>>>

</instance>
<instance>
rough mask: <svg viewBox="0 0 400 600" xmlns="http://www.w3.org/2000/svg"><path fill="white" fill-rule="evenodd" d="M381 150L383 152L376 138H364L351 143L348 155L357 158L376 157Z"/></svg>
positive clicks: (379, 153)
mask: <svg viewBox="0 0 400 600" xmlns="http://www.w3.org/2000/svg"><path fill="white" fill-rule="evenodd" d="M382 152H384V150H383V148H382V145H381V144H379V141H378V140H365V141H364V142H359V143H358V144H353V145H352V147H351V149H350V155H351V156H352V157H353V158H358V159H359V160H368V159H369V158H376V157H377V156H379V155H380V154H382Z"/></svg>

<<<

WHAT YOU HAVE TO DO:
Return all of the data above verbatim.

RESULT OF THIS EXERCISE:
</instance>
<instance>
rough mask: <svg viewBox="0 0 400 600" xmlns="http://www.w3.org/2000/svg"><path fill="white" fill-rule="evenodd" d="M381 150L383 152L376 138H364L351 143L348 155L357 158L376 157Z"/></svg>
positive clicks: (379, 153)
mask: <svg viewBox="0 0 400 600" xmlns="http://www.w3.org/2000/svg"><path fill="white" fill-rule="evenodd" d="M382 152H384V150H383V148H382V145H381V144H379V141H378V140H365V141H364V142H359V143H358V144H353V145H352V147H351V149H350V155H351V156H352V157H353V158H358V159H359V160H368V159H369V158H376V157H377V156H379V155H380V154H382Z"/></svg>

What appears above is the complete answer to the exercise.